Extract each line from the records below that contains the string "marking". Matching is case-sensitive.

-.-.-

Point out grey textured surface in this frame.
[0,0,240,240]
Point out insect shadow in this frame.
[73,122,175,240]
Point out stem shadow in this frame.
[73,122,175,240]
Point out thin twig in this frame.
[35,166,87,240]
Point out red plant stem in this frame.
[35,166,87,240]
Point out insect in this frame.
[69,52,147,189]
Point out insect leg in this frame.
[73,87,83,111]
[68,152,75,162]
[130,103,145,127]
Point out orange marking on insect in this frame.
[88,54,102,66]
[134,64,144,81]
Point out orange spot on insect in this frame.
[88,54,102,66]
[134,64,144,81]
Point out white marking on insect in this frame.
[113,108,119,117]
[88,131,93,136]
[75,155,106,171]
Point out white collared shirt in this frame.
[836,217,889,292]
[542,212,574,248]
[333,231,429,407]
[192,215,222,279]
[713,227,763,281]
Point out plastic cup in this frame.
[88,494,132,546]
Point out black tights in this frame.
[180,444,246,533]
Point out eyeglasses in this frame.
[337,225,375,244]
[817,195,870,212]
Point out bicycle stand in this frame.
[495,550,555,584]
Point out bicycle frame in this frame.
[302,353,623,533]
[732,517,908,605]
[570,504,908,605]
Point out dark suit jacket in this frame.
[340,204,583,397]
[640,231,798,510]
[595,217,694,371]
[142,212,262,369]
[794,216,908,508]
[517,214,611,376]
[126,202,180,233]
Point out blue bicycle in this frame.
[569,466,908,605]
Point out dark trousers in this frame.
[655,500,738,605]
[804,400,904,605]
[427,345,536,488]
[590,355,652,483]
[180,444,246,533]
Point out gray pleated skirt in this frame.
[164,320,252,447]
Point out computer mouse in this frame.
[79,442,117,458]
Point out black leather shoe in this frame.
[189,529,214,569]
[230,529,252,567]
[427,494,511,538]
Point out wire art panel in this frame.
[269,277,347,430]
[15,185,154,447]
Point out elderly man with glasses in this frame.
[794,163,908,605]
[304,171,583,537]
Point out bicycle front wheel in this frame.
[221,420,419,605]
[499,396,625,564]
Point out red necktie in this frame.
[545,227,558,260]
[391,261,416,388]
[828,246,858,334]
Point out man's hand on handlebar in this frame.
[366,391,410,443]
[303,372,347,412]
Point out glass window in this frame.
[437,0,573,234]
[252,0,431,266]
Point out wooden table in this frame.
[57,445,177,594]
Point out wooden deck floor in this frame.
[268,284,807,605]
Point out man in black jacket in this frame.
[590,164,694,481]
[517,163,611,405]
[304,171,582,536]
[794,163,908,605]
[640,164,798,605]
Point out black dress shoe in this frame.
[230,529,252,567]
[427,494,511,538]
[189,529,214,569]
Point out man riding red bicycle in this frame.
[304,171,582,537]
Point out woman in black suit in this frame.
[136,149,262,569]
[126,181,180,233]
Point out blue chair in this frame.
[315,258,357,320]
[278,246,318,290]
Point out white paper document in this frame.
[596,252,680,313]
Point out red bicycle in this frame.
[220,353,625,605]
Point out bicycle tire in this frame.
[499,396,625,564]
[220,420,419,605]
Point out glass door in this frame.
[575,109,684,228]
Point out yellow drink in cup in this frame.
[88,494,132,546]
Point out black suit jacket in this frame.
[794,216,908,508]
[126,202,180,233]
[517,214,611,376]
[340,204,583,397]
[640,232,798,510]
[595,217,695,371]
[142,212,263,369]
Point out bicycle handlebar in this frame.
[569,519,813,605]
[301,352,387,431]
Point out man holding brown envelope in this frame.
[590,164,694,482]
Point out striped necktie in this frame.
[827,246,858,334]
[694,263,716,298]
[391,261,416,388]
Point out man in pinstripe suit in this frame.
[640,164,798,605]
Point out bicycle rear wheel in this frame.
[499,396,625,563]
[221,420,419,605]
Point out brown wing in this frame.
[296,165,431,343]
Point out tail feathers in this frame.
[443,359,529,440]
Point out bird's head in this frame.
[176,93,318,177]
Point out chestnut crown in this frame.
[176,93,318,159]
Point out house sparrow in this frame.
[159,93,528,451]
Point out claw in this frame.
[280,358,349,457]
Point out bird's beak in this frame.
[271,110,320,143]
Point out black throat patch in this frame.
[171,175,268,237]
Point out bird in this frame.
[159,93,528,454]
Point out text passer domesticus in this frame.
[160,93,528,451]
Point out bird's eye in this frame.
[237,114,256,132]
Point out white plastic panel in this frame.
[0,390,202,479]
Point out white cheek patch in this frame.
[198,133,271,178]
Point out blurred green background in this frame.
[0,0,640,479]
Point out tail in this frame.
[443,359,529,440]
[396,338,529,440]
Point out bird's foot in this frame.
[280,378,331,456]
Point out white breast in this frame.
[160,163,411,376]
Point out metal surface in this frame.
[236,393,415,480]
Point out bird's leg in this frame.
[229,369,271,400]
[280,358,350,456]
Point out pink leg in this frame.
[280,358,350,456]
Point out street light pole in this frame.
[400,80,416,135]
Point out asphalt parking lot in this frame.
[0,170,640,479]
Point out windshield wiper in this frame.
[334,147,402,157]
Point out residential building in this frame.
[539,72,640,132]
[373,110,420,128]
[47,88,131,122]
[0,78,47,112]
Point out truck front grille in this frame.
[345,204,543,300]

-.-.-

■ Result of this exercise ■
Point out orange marking on insect in this frame.
Point out white marking on insect in this frame.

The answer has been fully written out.